◆ **Assigned task A**:
Translate this sentence from the Critical Harness page into Spanish: "Claude Code discovers the skill automatically."
◆ **Assigned task B**:
Write out the Critical Harness page word for word from "Why does this" to "(anchored on .claude/CLAUDE.md)".

[Opening Passage to read section]

GitHub - hashbulla/critical-harness: Adversarial quality harness skill for Claude Code — multi-agent pipeline that audits any GitHub repo and produces a structured Issue with file:line findings

Critical Harness

Adversarial quality review for any GitHub repository, delivered as a Claude Code skill.

Point it at a repo. It infers what the project is supposed to be, grades it against that intent across six weighted dimensions, and opens a GitHub Issue with every finding pinned to a file and line — ready for an autonomous fix session.

Why does this exist? Models are constitutionally bad at evaluating their own work. Anthropic's research shows they "confidently praise the work — even when quality is obviously mediocre." The fix is not better prompting. It is structural separation: the agent that infers intent never grades the code. The agent that grades the code never sees the reasoning behind the spec. This skill enforces that separation at the infrastructure level.

What You Get

A structured GitHub Issue with scored dimensions, file:line findings, and fix instructions:

Harness Review — my-project — 2026-03-31

Spec Confidence: HIGH (anchored on .claude/CLAUDE.md)

| # | Dimension                    | Score | Status |
|---|------------------------------|-------|--------|
| 1 | Architectural Intent Match   |  6.5  |  WARN  |
| 2 | Intentionality / Anti-Slop   |  5.0  |  WARN  |
| 3 | Code Craft                   |  7.5  |  PASS  |
| 4 | Security Posture             |  4.0  |  FAIL  |
| 5 | CLAUDE.md Completeness       |  3.0  |  FAIL  |
| 6 | Observability & Testability  |  7.0  |  PASS  |

Weighted Overall: 5.6 / 10.0

CRITICAL:
  [SECURITY] src/config.ts:42 — AWS key hardcoded in config object
  [CLAUDE.md] .claude/CLAUDE.md — 12 lines, all boilerplate, no architecture docs

WARNING:
  [INTENT] src/routes/ — 3 endpoints not referenced in README feature list
  [SLOP] src/utils/helpers.ts — 47-line generic error handler unused by any caller

Fix Session Instructions:
  1. Start with CRITICAL findings
  2. Work WARNINGs in listed order
  3. Re-run: /critical-harness https://github.com/org/my-project

Every finding carries a concrete fix instruction. A follow-up Claude Code session can read the Issue and implement all fixes without asking for context.

Quick Start

Install

gh repo clone hashbulla/critical-harness ~/.claude/skills/critical-harness

Claude Code discovers the skill automatically. No restart needed.

[Closing Passage to read section]
[Opening Data extracts section]

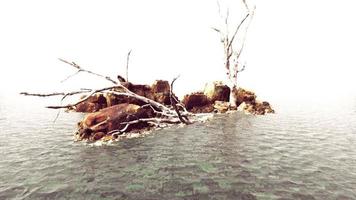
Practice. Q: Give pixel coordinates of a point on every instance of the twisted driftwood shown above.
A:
(174, 114)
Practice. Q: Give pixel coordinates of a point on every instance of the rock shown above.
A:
(96, 125)
(98, 135)
(257, 108)
(222, 106)
(93, 104)
(161, 92)
(203, 109)
(197, 103)
(142, 90)
(160, 86)
(163, 98)
(197, 99)
(242, 107)
(242, 95)
(217, 91)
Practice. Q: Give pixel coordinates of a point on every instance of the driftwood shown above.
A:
(232, 53)
(80, 69)
(176, 113)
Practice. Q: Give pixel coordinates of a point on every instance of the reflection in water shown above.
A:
(295, 155)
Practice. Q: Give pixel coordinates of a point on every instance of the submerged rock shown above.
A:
(242, 95)
(161, 92)
(217, 91)
(97, 125)
(197, 103)
(222, 106)
(246, 101)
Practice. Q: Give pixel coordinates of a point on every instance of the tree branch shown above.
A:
(80, 69)
(183, 119)
(127, 65)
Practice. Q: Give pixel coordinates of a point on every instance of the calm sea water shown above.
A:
(303, 152)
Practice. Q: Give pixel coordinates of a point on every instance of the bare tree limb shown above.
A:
(174, 101)
(55, 93)
(237, 30)
(80, 69)
(127, 65)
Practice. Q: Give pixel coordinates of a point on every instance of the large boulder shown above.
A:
(256, 108)
(242, 95)
(161, 92)
(222, 106)
(161, 86)
(142, 90)
(97, 125)
(197, 103)
(217, 91)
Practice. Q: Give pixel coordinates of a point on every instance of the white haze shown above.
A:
(295, 49)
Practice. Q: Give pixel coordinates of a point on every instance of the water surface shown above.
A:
(299, 153)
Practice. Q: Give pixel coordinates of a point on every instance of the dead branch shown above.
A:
(127, 65)
(80, 69)
(156, 120)
(82, 100)
(55, 93)
(174, 101)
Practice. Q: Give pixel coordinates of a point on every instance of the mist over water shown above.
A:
(305, 151)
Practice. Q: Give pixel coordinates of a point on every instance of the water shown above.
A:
(299, 153)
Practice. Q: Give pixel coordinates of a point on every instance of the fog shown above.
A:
(294, 49)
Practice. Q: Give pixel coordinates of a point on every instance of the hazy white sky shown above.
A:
(294, 48)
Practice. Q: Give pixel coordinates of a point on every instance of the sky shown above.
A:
(294, 49)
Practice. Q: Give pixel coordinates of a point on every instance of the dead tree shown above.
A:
(232, 50)
(174, 114)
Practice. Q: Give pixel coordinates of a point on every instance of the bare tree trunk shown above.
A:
(232, 52)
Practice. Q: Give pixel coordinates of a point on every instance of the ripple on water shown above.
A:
(287, 155)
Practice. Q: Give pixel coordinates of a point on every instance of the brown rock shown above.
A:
(161, 86)
(197, 99)
(217, 91)
(161, 92)
(98, 136)
(222, 106)
(163, 98)
(197, 103)
(109, 119)
(242, 95)
(93, 104)
(203, 109)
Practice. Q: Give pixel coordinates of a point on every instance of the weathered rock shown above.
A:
(197, 103)
(222, 106)
(96, 125)
(242, 95)
(257, 108)
(161, 86)
(93, 104)
(142, 90)
(161, 92)
(217, 91)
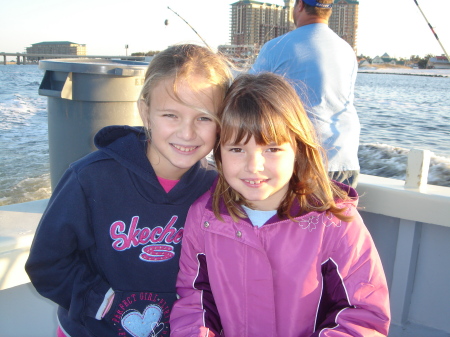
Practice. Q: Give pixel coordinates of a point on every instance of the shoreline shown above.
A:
(405, 71)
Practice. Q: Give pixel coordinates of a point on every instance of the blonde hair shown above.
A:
(266, 107)
(184, 63)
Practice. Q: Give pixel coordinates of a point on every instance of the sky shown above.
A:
(396, 27)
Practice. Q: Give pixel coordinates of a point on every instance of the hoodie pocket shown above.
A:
(137, 314)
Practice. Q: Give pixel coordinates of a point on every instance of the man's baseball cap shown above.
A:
(314, 3)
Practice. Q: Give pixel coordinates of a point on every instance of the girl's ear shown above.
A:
(144, 112)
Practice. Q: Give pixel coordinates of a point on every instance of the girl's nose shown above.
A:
(255, 162)
(187, 131)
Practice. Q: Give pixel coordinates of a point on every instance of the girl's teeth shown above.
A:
(184, 149)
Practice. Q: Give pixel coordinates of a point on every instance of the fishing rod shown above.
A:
(167, 22)
(435, 35)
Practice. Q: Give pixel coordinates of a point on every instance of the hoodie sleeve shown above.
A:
(195, 309)
(355, 296)
(58, 264)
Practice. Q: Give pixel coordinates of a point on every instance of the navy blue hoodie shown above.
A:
(110, 224)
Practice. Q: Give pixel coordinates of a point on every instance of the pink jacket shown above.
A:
(315, 277)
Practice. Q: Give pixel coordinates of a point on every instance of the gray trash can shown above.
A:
(84, 96)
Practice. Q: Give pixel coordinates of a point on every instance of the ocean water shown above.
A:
(397, 113)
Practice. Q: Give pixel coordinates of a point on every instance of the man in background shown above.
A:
(323, 68)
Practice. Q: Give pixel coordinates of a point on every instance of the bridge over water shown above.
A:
(23, 57)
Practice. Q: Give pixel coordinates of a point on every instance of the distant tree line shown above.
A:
(413, 59)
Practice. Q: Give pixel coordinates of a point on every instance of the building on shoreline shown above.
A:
(438, 62)
(344, 20)
(253, 23)
(56, 47)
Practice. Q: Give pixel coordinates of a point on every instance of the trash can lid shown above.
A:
(96, 66)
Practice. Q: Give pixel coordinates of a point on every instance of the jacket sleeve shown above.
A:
(195, 309)
(58, 264)
(355, 298)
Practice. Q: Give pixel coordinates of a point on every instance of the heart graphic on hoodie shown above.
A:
(143, 325)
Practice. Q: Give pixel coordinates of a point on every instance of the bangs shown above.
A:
(250, 117)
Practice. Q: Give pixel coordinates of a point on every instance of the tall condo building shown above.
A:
(253, 23)
(344, 20)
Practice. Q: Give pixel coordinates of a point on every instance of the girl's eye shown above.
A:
(205, 119)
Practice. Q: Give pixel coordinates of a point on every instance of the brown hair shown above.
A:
(183, 63)
(265, 106)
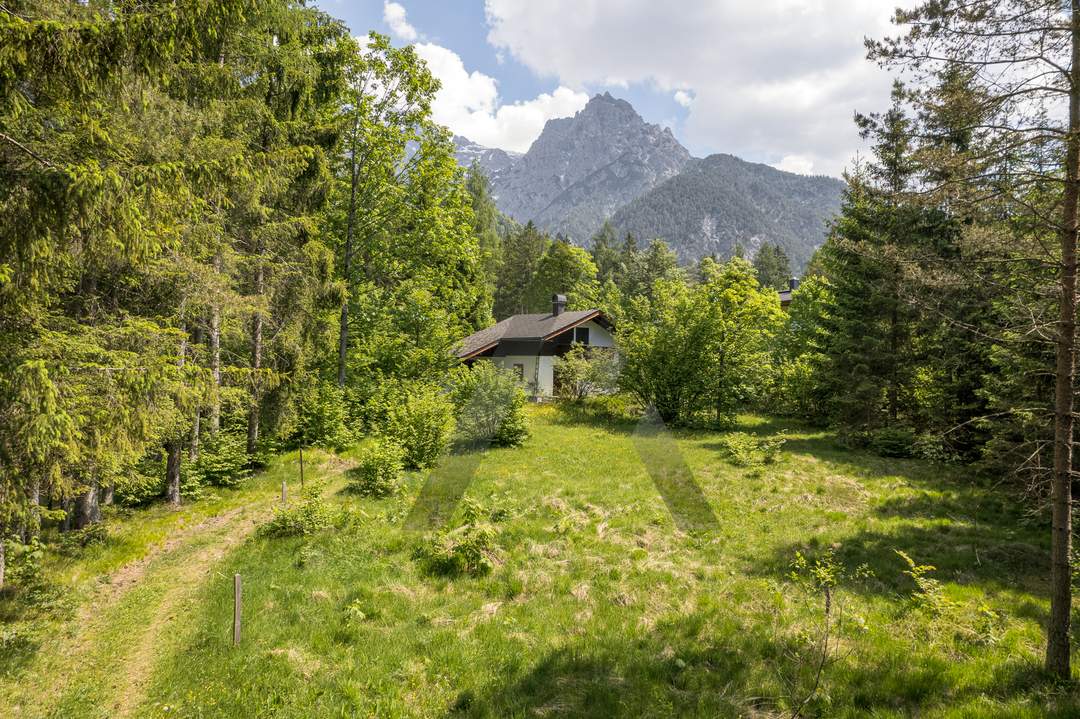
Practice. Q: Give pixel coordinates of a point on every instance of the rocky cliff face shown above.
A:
(721, 201)
(607, 163)
(491, 160)
(582, 168)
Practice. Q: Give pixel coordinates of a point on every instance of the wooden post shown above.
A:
(235, 610)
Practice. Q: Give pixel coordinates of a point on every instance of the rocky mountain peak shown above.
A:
(582, 168)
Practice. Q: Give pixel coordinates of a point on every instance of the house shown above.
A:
(785, 295)
(528, 343)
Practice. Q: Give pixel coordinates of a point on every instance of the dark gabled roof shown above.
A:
(525, 326)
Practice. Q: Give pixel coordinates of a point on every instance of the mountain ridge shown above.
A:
(607, 163)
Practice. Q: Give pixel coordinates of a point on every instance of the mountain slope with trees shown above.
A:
(721, 203)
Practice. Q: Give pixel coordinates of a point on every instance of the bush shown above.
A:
(489, 405)
(378, 472)
(78, 539)
(744, 449)
(310, 515)
(892, 442)
(223, 460)
(467, 550)
(421, 422)
(584, 371)
(322, 418)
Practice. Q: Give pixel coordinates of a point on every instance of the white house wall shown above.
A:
(545, 380)
(598, 336)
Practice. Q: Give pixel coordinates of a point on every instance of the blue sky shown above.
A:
(772, 81)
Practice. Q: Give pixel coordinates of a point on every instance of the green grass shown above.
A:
(597, 606)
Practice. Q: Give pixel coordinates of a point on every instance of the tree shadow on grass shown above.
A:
(711, 665)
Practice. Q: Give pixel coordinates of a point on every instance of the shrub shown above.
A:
(467, 550)
(584, 371)
(378, 471)
(490, 406)
(73, 541)
(421, 422)
(310, 515)
(223, 460)
(322, 418)
(744, 449)
(892, 442)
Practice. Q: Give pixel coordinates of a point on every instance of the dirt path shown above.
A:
(187, 579)
(116, 634)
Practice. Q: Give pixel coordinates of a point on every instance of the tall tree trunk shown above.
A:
(347, 258)
(173, 452)
(1061, 574)
(88, 507)
(197, 419)
(215, 355)
(253, 416)
(34, 524)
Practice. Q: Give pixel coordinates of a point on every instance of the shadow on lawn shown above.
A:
(709, 665)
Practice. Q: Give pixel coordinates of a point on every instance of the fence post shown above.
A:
(235, 610)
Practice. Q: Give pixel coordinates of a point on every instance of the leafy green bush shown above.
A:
(892, 442)
(223, 460)
(310, 515)
(421, 422)
(744, 449)
(322, 418)
(489, 405)
(73, 541)
(467, 550)
(378, 472)
(584, 371)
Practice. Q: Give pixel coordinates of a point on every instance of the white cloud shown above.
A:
(393, 14)
(771, 79)
(469, 104)
(796, 163)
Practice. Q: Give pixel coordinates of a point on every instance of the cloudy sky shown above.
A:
(773, 81)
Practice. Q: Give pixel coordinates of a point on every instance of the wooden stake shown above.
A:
(301, 466)
(235, 610)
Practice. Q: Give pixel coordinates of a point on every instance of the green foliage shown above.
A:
(892, 442)
(697, 348)
(772, 267)
(223, 460)
(489, 405)
(77, 540)
(420, 420)
(323, 419)
(928, 592)
(378, 471)
(584, 371)
(464, 551)
(310, 515)
(522, 255)
(562, 270)
(743, 449)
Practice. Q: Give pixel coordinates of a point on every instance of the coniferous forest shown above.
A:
(231, 233)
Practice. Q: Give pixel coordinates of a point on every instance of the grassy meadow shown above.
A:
(595, 604)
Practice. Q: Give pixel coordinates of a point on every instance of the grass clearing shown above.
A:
(595, 604)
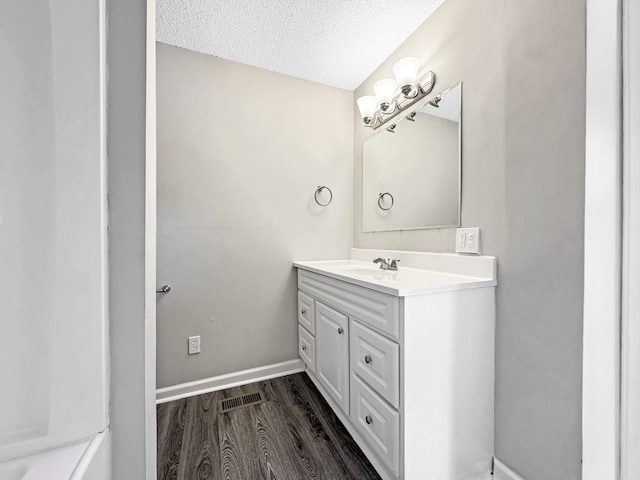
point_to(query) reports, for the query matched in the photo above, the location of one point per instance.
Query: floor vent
(234, 403)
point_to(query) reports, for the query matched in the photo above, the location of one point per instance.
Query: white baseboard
(228, 380)
(502, 472)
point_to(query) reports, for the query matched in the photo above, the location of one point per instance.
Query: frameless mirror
(412, 172)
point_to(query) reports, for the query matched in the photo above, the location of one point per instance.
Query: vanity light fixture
(394, 95)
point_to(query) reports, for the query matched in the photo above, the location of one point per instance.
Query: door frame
(602, 242)
(630, 341)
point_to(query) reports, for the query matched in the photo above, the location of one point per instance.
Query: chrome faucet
(387, 264)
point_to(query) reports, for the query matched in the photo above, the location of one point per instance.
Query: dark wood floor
(294, 435)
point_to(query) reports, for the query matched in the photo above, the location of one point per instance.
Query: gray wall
(523, 68)
(241, 151)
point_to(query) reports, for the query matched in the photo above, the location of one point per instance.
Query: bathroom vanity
(405, 358)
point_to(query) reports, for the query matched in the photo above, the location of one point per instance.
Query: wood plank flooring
(294, 435)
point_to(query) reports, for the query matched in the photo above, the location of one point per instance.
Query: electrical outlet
(194, 345)
(468, 240)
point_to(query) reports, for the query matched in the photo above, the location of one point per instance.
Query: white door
(630, 358)
(332, 353)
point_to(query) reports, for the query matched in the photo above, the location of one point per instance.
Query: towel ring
(381, 196)
(319, 191)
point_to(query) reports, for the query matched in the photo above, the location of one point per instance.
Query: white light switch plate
(468, 240)
(194, 345)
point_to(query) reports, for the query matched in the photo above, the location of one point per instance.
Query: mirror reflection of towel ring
(381, 197)
(319, 191)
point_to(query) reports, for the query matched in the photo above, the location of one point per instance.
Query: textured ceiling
(335, 42)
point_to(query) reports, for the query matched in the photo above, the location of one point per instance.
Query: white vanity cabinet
(410, 375)
(332, 353)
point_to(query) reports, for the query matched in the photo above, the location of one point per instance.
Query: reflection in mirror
(411, 172)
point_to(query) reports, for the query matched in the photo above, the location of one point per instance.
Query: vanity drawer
(375, 309)
(307, 348)
(376, 360)
(306, 312)
(377, 422)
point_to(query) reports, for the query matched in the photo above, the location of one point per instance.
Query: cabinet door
(332, 354)
(306, 316)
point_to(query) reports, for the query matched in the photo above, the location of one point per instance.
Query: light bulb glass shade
(406, 71)
(367, 105)
(385, 90)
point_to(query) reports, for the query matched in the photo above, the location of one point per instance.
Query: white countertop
(403, 282)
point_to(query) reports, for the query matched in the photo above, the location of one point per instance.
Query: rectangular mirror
(412, 171)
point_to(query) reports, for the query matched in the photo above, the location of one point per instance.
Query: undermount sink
(366, 271)
(438, 272)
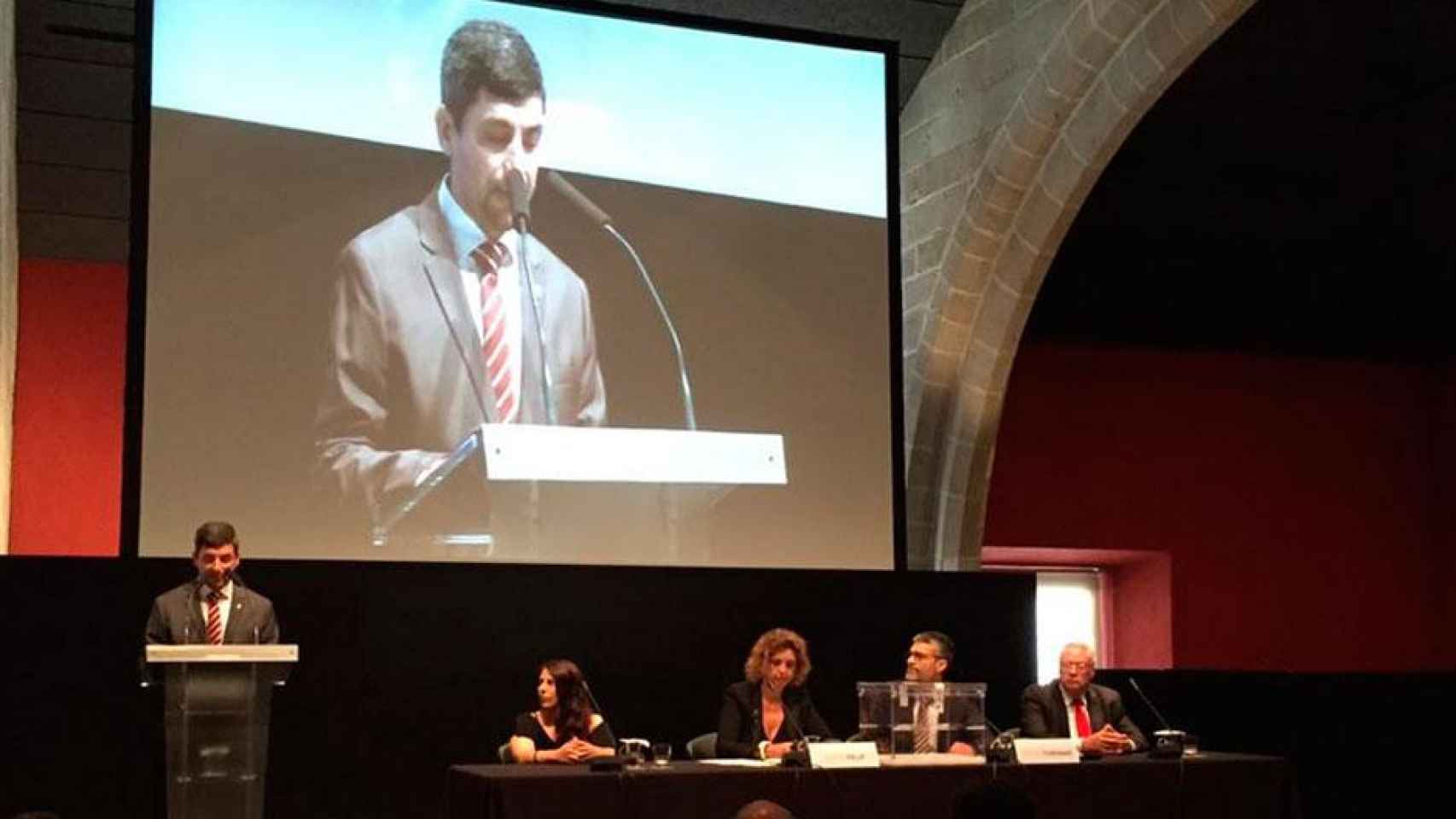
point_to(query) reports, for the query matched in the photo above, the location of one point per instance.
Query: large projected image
(398, 295)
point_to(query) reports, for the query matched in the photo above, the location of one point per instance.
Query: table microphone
(798, 757)
(602, 763)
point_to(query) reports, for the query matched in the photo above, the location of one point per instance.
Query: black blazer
(1045, 715)
(177, 617)
(740, 722)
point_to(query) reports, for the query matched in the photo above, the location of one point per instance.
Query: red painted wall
(1297, 499)
(70, 373)
(1307, 508)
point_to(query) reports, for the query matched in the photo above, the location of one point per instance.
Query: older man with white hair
(1074, 707)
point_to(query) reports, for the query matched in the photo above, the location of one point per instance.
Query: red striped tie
(1084, 723)
(214, 620)
(495, 344)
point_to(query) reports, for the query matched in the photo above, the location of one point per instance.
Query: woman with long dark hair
(565, 728)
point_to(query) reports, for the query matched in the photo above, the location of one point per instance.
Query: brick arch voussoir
(1113, 60)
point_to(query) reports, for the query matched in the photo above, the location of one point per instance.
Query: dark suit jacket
(740, 722)
(396, 393)
(177, 617)
(1045, 715)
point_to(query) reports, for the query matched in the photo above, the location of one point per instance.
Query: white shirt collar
(465, 233)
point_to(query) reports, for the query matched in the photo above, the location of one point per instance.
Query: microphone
(520, 217)
(1167, 742)
(1149, 703)
(604, 223)
(1002, 748)
(520, 198)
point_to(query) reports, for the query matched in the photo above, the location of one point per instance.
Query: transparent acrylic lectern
(216, 713)
(951, 716)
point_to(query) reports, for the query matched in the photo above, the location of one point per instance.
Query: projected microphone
(800, 757)
(521, 217)
(1167, 742)
(1146, 701)
(604, 223)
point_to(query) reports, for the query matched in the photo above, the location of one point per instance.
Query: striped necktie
(495, 344)
(214, 619)
(1084, 723)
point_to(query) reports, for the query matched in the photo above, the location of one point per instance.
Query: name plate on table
(529, 451)
(843, 755)
(1047, 751)
(241, 652)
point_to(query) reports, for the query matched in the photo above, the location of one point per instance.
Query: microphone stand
(521, 206)
(604, 223)
(602, 763)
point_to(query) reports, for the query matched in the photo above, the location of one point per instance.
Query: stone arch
(1016, 117)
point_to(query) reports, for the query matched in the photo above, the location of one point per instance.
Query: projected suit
(1045, 713)
(398, 393)
(177, 616)
(406, 375)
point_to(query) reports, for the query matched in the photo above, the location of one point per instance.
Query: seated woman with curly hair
(565, 729)
(769, 710)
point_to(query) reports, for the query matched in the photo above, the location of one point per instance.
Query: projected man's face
(216, 565)
(492, 138)
(1076, 670)
(546, 690)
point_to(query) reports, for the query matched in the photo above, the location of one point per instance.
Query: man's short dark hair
(944, 645)
(491, 55)
(214, 534)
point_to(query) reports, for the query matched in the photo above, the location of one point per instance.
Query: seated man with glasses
(928, 659)
(1074, 707)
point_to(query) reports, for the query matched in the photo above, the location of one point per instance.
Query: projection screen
(311, 320)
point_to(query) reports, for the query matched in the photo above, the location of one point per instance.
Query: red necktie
(1084, 723)
(495, 345)
(214, 620)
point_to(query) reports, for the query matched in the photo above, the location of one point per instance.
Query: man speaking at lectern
(1074, 707)
(433, 329)
(216, 607)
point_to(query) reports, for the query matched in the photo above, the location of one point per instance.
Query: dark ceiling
(1290, 194)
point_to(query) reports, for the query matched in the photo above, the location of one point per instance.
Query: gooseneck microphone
(604, 223)
(1149, 703)
(521, 218)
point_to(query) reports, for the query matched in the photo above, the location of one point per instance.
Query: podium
(218, 705)
(955, 715)
(548, 486)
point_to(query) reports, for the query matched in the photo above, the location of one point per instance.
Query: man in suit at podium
(434, 330)
(214, 607)
(1074, 707)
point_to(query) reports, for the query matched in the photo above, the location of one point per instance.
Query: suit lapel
(443, 276)
(1097, 712)
(1060, 710)
(194, 616)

[Closing Data extracts section]

◆ **Result A**:
Claude Code descubre la habilidad automáticamente.

◆ **Result B**:
Why does this exist? Models are constitutionally bad at evaluating their own work. Anthropic's research shows they "confidently praise the work — even when quality is obviously mediocre." The fix is not better prompting. It is structural separation: the agent that infers intent never grades the code. The agent that grades the code never sees the reasoning behind the spec. This skill enforces that separation at the infrastructure level.

What You Get

A structured GitHub Issue with scored dimensions, file:line findings, and fix instructions:

Harness Review — my-project — 2026-03-31

Spec Confidence: HIGH (anchored on .claude/CLAUDE.md)